• Task details
Gather every line of the listing below that contains the word "concrete", treating uppercase and lowercase as different.

• Point labeling examples
----
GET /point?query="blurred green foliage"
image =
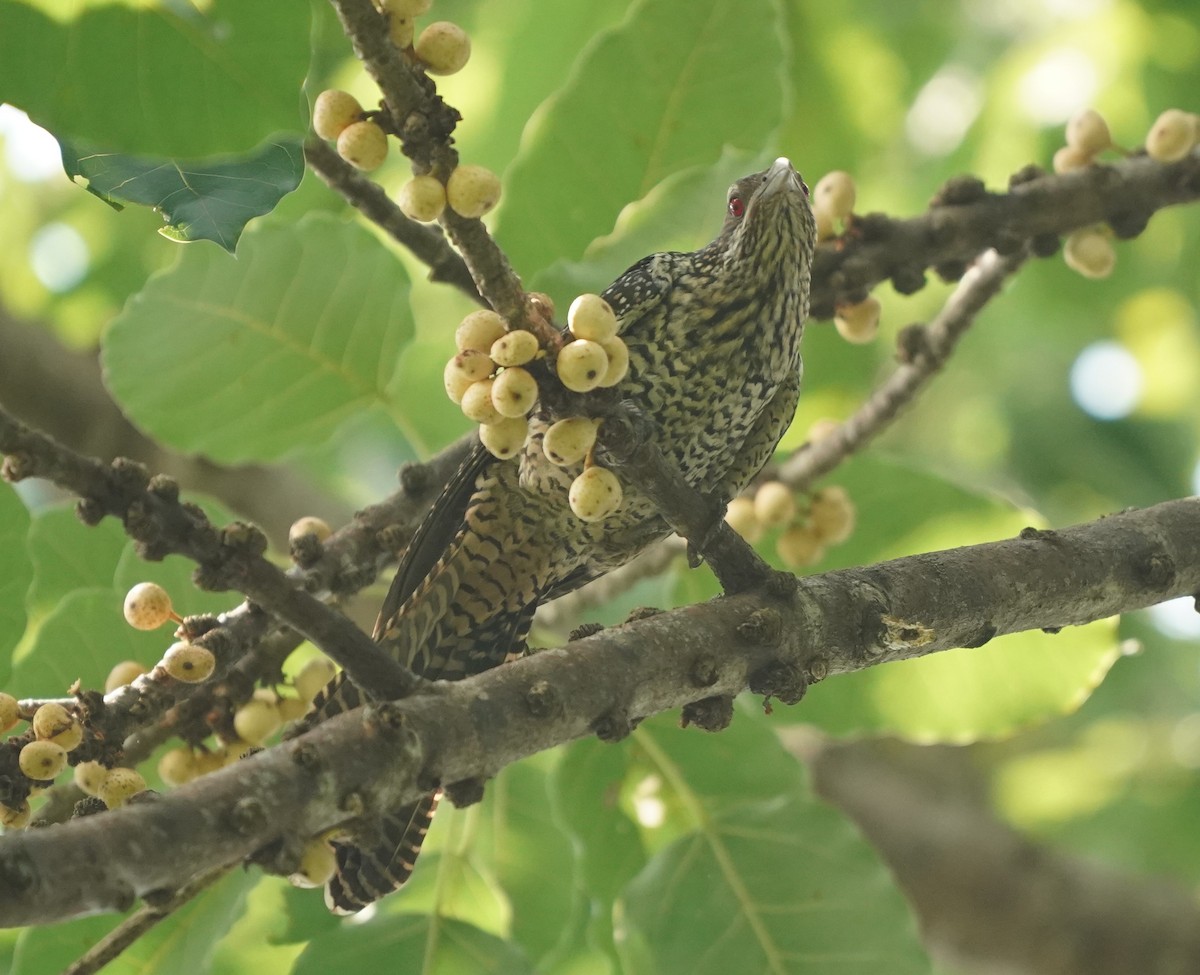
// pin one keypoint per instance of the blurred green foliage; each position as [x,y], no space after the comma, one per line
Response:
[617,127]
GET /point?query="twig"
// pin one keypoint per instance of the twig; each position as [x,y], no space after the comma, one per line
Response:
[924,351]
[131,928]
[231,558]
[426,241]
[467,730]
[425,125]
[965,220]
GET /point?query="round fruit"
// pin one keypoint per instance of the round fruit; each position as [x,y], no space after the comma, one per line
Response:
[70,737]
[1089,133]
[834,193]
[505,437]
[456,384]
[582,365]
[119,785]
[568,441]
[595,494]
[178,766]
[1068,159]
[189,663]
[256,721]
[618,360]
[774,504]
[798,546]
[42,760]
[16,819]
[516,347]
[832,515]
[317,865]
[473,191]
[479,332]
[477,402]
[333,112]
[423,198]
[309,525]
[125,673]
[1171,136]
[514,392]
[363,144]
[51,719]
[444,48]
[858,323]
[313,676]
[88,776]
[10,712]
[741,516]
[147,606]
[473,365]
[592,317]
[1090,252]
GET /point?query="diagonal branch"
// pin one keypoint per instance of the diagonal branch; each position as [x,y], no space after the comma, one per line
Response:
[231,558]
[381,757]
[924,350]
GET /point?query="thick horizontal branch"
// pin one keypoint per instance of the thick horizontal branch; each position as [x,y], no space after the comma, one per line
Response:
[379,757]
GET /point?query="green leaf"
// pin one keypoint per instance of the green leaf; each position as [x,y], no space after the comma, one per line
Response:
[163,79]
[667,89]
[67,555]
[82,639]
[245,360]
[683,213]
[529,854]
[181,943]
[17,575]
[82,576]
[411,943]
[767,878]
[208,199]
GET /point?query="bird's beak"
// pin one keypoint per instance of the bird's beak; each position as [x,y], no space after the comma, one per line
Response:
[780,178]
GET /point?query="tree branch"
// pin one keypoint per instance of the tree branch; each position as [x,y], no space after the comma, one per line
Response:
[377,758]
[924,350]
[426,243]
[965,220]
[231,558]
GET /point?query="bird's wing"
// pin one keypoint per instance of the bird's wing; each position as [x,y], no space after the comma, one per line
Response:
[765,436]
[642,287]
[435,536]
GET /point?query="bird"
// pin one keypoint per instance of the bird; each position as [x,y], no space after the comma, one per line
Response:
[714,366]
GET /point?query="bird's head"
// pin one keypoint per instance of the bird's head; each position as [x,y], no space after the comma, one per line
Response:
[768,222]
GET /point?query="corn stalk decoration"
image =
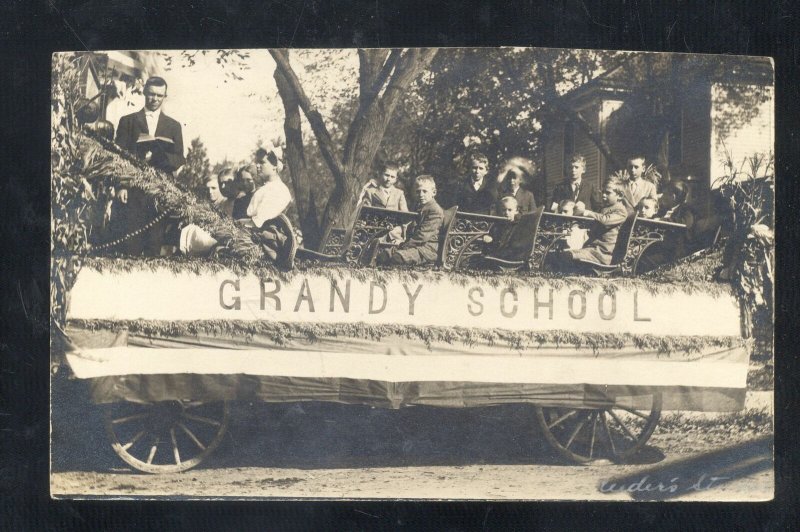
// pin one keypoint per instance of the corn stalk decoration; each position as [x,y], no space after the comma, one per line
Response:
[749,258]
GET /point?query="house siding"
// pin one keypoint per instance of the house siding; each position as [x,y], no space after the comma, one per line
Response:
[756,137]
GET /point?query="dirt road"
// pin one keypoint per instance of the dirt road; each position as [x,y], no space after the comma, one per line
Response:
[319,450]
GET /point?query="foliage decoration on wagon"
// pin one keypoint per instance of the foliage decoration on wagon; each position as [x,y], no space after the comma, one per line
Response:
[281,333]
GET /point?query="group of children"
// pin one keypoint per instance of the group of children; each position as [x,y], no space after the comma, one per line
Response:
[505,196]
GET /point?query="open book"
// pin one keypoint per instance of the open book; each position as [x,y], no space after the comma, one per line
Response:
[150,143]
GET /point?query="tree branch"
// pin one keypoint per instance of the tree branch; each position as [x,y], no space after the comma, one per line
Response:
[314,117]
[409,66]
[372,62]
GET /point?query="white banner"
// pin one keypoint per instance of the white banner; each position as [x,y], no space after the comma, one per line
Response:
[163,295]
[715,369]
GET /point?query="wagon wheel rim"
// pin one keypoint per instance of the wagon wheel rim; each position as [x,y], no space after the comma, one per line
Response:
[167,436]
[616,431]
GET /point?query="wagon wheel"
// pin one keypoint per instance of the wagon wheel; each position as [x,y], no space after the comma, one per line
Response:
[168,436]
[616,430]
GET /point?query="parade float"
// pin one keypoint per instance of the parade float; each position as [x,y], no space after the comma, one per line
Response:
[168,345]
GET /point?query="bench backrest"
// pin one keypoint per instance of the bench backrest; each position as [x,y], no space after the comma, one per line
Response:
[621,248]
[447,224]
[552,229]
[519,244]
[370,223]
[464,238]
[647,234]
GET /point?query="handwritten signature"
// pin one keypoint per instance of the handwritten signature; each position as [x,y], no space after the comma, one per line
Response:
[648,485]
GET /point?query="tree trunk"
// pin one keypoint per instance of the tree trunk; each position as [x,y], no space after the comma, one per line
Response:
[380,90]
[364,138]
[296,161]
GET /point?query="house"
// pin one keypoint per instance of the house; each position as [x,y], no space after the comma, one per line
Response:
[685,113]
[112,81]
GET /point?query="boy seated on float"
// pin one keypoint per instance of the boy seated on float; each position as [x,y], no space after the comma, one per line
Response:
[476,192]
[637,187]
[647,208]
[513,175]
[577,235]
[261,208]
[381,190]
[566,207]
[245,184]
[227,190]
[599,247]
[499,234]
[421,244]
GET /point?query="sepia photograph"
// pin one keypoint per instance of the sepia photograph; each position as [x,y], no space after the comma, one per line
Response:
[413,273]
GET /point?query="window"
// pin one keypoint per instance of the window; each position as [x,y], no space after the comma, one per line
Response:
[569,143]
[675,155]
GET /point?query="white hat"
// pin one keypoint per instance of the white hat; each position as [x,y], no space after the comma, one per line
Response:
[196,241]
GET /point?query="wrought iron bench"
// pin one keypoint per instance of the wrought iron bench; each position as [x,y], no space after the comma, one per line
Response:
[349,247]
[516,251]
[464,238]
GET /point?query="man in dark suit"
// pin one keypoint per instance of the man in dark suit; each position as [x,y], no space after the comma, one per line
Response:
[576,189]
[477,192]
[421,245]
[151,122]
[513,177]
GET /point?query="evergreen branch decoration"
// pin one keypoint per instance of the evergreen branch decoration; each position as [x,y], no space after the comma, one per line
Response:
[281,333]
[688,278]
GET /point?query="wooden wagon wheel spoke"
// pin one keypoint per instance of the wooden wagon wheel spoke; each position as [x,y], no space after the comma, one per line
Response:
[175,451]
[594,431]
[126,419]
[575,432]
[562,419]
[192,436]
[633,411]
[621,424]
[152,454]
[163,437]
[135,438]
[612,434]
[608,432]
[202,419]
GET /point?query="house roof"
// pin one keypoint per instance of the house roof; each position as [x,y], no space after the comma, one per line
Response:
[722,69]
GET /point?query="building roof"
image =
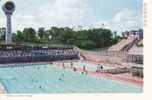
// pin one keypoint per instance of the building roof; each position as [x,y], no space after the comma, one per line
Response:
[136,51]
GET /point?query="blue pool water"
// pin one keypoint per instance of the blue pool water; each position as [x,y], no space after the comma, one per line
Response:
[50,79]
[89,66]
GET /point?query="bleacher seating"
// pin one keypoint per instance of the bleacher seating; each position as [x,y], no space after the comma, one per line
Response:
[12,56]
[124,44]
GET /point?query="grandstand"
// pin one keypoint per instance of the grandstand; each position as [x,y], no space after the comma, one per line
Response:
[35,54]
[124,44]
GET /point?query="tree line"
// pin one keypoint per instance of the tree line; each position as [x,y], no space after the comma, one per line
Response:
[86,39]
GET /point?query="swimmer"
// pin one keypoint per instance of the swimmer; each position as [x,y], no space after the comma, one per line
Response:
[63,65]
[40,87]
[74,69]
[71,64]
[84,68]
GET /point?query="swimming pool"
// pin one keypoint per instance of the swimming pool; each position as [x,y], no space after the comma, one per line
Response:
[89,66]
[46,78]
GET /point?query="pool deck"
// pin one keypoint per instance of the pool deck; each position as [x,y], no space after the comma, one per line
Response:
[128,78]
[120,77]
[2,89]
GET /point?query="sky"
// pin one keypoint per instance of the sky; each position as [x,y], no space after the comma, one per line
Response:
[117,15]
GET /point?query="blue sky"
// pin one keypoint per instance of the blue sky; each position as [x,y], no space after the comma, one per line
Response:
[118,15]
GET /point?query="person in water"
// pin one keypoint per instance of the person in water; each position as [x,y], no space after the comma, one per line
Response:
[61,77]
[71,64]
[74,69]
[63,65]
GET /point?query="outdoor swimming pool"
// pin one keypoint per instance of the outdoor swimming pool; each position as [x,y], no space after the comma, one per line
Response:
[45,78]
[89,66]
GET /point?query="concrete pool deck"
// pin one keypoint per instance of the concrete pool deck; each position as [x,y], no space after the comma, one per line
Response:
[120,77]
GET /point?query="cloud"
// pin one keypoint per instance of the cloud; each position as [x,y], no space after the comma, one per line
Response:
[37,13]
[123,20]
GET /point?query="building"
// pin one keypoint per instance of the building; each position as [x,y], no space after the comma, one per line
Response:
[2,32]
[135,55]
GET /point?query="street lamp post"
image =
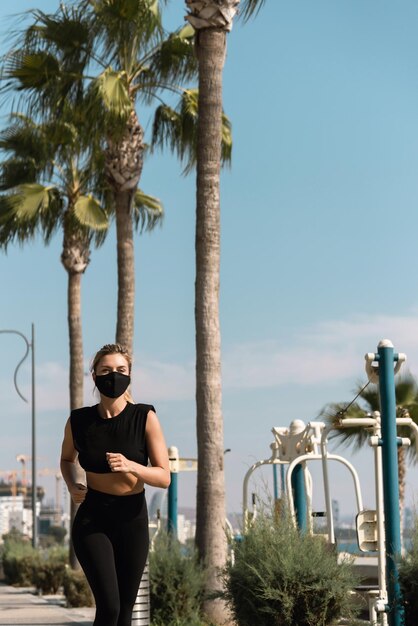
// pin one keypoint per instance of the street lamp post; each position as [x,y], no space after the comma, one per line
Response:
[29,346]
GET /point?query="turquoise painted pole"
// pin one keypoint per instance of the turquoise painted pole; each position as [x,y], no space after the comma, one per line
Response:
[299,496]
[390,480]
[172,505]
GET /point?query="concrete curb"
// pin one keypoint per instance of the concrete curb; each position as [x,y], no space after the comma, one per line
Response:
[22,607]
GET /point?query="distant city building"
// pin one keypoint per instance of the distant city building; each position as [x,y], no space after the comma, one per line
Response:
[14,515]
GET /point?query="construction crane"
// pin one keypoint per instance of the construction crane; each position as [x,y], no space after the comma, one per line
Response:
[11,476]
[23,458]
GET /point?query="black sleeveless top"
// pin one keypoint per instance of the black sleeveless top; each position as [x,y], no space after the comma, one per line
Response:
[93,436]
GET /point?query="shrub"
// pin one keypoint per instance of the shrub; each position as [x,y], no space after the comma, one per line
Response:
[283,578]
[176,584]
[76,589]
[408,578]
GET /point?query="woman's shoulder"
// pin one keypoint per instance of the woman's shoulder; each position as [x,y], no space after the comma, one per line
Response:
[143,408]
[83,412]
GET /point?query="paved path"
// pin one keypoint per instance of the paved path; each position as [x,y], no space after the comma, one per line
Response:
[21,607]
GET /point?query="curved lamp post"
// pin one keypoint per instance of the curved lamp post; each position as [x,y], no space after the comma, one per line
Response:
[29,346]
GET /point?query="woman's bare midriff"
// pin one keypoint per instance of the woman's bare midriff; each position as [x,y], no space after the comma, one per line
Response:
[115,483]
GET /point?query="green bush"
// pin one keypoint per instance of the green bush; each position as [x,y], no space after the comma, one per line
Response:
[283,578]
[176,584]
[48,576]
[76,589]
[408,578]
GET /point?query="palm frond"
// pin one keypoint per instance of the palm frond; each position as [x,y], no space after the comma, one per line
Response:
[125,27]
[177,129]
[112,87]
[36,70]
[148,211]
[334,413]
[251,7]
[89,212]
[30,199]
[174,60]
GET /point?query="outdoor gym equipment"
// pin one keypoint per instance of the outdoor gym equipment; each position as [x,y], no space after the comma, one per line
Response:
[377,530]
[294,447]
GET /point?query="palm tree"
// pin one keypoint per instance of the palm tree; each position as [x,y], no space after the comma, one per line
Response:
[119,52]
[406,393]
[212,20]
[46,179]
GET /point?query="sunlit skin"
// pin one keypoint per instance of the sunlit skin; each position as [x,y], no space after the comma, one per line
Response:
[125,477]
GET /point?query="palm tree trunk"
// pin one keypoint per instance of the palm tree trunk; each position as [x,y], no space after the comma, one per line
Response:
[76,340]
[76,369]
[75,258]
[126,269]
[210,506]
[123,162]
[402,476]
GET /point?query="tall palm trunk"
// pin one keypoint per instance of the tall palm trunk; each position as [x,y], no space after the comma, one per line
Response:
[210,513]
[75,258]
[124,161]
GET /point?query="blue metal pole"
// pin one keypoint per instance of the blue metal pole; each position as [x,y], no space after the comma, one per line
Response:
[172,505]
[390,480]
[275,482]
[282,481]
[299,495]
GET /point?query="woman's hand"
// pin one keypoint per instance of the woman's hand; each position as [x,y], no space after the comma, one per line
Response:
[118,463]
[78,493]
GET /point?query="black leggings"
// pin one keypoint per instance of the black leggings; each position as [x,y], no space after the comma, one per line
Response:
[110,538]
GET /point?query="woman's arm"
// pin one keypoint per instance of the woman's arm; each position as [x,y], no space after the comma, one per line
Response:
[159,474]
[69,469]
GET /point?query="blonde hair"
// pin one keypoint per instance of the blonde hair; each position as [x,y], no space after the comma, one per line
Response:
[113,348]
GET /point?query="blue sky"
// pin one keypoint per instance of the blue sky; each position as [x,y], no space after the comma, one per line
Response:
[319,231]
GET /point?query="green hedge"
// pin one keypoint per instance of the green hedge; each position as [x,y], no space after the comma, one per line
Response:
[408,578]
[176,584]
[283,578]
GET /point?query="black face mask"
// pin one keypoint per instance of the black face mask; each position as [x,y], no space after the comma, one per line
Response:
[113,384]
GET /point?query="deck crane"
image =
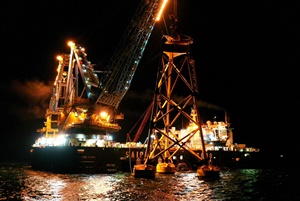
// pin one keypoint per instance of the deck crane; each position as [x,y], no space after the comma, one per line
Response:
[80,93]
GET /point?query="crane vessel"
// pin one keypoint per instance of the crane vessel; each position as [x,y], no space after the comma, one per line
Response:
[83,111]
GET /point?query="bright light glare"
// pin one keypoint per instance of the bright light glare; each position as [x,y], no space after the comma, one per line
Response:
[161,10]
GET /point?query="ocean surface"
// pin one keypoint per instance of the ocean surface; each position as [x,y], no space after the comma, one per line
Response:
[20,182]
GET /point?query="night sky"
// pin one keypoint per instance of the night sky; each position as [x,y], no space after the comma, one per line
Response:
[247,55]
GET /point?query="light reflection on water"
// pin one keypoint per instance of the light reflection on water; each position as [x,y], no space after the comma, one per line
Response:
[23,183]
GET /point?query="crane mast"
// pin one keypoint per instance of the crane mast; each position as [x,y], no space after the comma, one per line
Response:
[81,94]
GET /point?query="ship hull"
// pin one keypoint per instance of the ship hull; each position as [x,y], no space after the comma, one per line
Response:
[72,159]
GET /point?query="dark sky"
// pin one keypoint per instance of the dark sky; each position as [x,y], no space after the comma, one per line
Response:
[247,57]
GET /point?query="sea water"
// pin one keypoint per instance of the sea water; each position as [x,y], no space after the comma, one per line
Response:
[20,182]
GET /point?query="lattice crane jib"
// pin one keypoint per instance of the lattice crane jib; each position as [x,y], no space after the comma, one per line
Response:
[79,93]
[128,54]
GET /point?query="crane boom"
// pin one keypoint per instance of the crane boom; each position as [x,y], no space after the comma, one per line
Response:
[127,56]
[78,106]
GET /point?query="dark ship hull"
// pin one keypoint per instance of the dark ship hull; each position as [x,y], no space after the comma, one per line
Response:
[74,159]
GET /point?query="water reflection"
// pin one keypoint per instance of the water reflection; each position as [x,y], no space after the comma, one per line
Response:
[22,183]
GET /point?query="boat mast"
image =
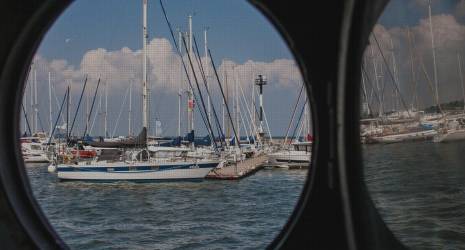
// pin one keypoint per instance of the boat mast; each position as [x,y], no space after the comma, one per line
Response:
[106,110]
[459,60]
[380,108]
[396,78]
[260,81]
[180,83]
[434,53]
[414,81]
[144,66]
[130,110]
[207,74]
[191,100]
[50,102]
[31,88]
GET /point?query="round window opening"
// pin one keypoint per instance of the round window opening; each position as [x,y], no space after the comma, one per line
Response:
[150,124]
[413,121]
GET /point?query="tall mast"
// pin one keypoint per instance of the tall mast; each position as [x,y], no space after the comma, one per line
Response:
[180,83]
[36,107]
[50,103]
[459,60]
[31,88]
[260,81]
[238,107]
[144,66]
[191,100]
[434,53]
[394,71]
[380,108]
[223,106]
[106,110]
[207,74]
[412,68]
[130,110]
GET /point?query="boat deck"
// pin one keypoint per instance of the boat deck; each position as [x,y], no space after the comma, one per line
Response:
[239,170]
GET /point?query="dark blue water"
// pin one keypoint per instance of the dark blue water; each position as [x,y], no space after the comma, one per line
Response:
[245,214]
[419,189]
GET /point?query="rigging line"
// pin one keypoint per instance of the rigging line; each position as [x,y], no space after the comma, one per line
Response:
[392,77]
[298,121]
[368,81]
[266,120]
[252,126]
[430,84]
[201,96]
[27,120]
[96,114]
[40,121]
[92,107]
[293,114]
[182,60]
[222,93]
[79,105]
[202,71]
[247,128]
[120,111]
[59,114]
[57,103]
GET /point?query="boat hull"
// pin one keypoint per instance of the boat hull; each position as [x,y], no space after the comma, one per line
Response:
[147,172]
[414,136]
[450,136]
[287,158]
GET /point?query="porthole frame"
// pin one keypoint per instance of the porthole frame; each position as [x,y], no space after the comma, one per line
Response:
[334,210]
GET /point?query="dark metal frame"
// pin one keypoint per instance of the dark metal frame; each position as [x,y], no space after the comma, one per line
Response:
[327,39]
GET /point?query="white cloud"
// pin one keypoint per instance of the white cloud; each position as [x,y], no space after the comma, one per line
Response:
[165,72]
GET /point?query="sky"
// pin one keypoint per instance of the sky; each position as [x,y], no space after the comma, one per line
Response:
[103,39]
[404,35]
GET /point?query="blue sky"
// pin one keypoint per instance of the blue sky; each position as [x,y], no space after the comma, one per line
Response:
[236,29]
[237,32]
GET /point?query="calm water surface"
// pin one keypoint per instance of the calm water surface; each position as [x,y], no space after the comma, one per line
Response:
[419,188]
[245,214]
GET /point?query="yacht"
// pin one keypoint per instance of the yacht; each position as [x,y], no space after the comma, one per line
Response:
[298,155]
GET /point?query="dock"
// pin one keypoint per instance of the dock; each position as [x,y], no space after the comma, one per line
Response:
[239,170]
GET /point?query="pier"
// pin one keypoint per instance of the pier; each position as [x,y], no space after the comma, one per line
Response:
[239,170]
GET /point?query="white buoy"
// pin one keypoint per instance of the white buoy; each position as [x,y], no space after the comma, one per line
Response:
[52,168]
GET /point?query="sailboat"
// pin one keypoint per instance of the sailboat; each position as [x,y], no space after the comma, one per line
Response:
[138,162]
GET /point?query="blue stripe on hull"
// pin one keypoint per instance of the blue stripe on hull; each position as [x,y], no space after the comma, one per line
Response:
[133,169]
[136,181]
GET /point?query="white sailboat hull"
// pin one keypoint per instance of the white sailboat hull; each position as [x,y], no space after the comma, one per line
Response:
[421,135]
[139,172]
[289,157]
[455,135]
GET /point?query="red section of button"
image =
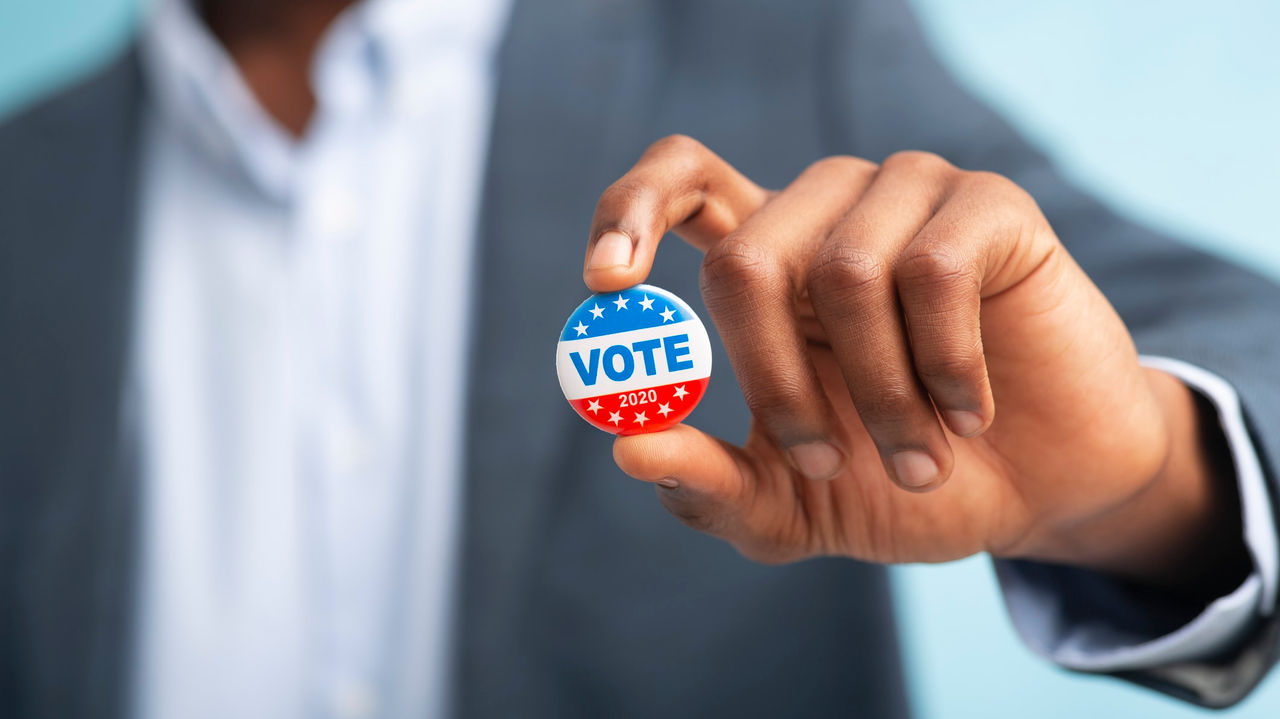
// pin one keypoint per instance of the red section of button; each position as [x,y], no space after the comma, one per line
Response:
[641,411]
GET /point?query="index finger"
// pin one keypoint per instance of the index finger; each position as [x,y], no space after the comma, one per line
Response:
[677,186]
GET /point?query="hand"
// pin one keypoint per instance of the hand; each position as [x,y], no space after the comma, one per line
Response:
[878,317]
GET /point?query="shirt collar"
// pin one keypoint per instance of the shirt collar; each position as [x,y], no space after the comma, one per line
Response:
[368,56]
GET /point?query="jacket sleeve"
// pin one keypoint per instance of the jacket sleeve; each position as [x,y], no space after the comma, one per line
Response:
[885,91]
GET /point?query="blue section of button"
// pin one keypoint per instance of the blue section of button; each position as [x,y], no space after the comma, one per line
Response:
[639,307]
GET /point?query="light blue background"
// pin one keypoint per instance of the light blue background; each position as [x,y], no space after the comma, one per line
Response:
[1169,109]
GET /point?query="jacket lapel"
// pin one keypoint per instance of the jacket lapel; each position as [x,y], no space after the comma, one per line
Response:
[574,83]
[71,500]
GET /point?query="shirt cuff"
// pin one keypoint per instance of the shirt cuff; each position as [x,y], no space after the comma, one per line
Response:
----
• Answer to this exercise
GET /point?query="concrete pool deck"
// pin one keypoint per instance of the concrete pool deck; each position as [x,y], no space after the comma, one per line
GET /point?query="concrete curb"
// pin one keypoint per instance of the concrete curb; each position as [x,y], no space after the comma, one per line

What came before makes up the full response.